• Written exercise 1: Copy the listing verbatim, beginning at its first line and stopping after the line that contains "MULTIPOLYGON (((205 64, 189".

• Text excerpt:
- Venue: Avus North Curve, Berlin
- Dates: 10 August 1936
- Competitors: 88 (individuals) 22 (teams) from 22 nations

Medalists
- 1st place, gold medalist(s):  / Robert Charpentier Robert Dorgebray Guy Lapébie France
- 2nd place, silver medalist(s):  / Edgar Buchwalder Ernst Nievergelt Kurt Ott Switzerland
- 3rd place, bronze medalist(s):  / Auguste Garrebeek Armand Putzeyse Jean-François Van Der Motte Belgium

= Cycling at the 1936 Summer Olympics – Men's team road race =

The men's team road race cycling event at the 1936 Olympic Games took place on 10 August and was one of six events at the 1936 Olympics. It was competed as a 100 km massed start event in conjunction with the Men's individual road race. Teams had four riders and the team time taken as sum of the team's three best finishers. Only the first five teams across the line recorded a time, due to a failure with the timekeeping system.

• Dataset entries:
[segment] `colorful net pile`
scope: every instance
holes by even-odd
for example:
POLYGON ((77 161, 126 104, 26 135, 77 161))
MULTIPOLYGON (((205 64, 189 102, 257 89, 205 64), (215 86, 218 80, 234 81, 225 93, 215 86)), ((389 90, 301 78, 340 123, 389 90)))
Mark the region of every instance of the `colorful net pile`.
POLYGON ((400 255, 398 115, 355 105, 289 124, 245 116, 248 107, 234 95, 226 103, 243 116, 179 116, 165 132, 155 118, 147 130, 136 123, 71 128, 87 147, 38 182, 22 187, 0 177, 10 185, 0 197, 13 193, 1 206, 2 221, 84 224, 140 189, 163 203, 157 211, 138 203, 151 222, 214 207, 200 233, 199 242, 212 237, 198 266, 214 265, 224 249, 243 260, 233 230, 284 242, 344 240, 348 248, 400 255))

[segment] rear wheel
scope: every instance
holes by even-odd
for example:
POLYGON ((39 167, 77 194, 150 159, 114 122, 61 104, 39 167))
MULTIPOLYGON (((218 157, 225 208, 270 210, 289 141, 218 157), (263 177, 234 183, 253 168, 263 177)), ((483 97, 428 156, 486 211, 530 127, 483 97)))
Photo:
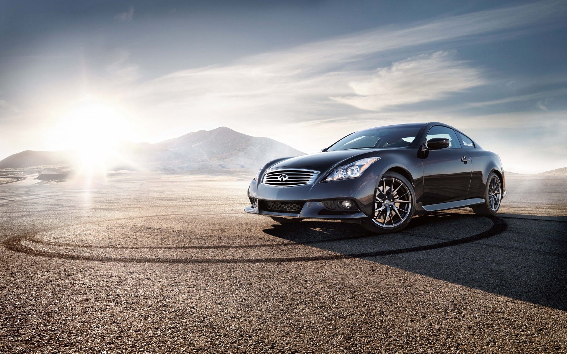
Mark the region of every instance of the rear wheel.
POLYGON ((488 176, 488 182, 484 192, 484 203, 472 207, 472 211, 479 215, 493 215, 500 208, 502 201, 502 183, 498 175, 492 172, 488 176))
POLYGON ((301 217, 280 217, 278 216, 270 216, 274 221, 280 224, 294 224, 303 220, 301 217))
POLYGON ((405 228, 415 213, 412 184, 396 172, 382 176, 374 193, 374 215, 361 223, 371 232, 387 233, 405 228))

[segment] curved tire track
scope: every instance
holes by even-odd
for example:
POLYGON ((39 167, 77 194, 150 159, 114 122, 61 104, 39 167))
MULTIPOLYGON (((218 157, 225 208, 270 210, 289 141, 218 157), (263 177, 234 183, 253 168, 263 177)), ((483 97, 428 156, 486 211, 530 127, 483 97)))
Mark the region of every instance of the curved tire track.
MULTIPOLYGON (((125 219, 139 219, 142 217, 159 217, 159 216, 172 216, 176 214, 170 214, 170 215, 150 215, 147 216, 141 216, 141 217, 122 217, 115 219, 108 219, 106 220, 96 220, 92 221, 91 222, 83 223, 81 224, 78 224, 77 225, 82 225, 84 224, 91 224, 95 223, 103 222, 105 221, 114 221, 119 220, 125 220, 125 219)), ((385 250, 381 251, 375 251, 371 252, 365 252, 365 253, 352 253, 352 254, 332 254, 329 255, 322 255, 322 256, 312 256, 312 257, 282 257, 282 258, 189 258, 189 259, 183 259, 183 258, 151 258, 148 257, 125 257, 125 258, 117 258, 112 257, 105 257, 105 256, 91 256, 91 255, 75 255, 75 254, 68 254, 65 253, 58 253, 57 252, 53 252, 51 251, 42 250, 36 250, 22 244, 22 241, 23 240, 29 240, 32 242, 34 242, 33 236, 36 236, 39 232, 30 233, 27 234, 23 234, 22 235, 19 235, 16 236, 14 236, 10 237, 6 240, 3 242, 4 246, 11 251, 15 252, 18 252, 20 253, 23 253, 26 254, 29 254, 31 255, 35 255, 39 257, 44 257, 51 258, 57 258, 62 259, 70 259, 73 261, 99 261, 99 262, 118 262, 123 263, 180 263, 180 264, 194 264, 194 263, 278 263, 278 262, 313 262, 317 261, 333 261, 336 259, 344 259, 348 258, 368 258, 373 257, 379 257, 383 255, 388 255, 391 254, 397 254, 400 253, 407 253, 410 252, 417 252, 420 251, 425 251, 439 248, 443 248, 445 247, 449 247, 452 246, 456 246, 457 245, 461 245, 463 244, 466 244, 471 242, 473 242, 479 240, 482 240, 483 238, 486 238, 488 237, 491 237, 494 236, 499 233, 501 233, 505 231, 507 227, 507 224, 506 221, 503 219, 498 217, 497 216, 487 216, 493 223, 492 226, 488 230, 485 231, 483 231, 482 232, 477 233, 476 234, 472 235, 471 236, 468 236, 466 237, 463 237, 462 238, 459 238, 457 240, 452 240, 450 241, 446 241, 445 242, 441 242, 437 244, 433 244, 431 245, 426 245, 424 246, 418 246, 415 247, 408 247, 405 248, 397 249, 393 250, 385 250)), ((63 227, 60 227, 58 228, 54 228, 55 229, 58 228, 61 228, 63 227, 68 227, 69 226, 73 225, 66 225, 63 227)), ((354 238, 362 238, 365 237, 371 237, 374 235, 361 235, 359 236, 354 236, 354 238)), ((349 237, 342 238, 344 239, 350 238, 349 237)), ((338 241, 338 239, 334 239, 333 240, 327 240, 327 241, 321 241, 317 240, 314 241, 307 241, 308 242, 317 243, 322 242, 332 242, 333 241, 338 241)), ((306 242, 296 243, 296 244, 289 244, 285 243, 282 245, 288 245, 290 244, 295 245, 303 245, 305 244, 306 242)), ((63 245, 64 244, 57 244, 57 245, 63 245)), ((72 244, 69 244, 72 245, 72 244)), ((270 245, 270 246, 278 246, 277 244, 270 245)), ((75 245, 72 245, 71 246, 76 246, 75 245)), ((261 247, 262 245, 236 245, 236 246, 219 246, 218 248, 226 247, 226 248, 244 248, 244 247, 261 247)), ((89 246, 91 248, 96 249, 96 248, 104 248, 104 247, 93 247, 89 246)), ((172 246, 177 247, 177 246, 172 246)), ((184 247, 184 246, 180 246, 184 247)), ((185 248, 199 248, 199 247, 207 247, 207 246, 185 246, 185 248)), ((209 246, 210 247, 210 246, 209 246)), ((141 247, 140 249, 151 249, 151 247, 141 247)), ((167 248, 166 249, 167 249, 167 248)))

• Written exercise 2:
Answer these questions from the text on the 1936 Olympic team road race:
(a) What venue hosted the event?
(b) How many riders were on each team?
(c) How many teams recorded a time?

• Correct result 1:
[segment] `colorful net pile`
scope: every instance
holes by even-odd
for example:
POLYGON ((77 161, 126 104, 26 135, 77 161))
MULTIPOLYGON (((205 64, 189 102, 257 89, 205 64), (215 86, 218 80, 234 81, 225 93, 215 86)), ((389 90, 301 78, 340 123, 389 90)))

• Correct result 2:
(a) Avus North Curve, Berlin
(b) Four
(c) Only the first five teams across the line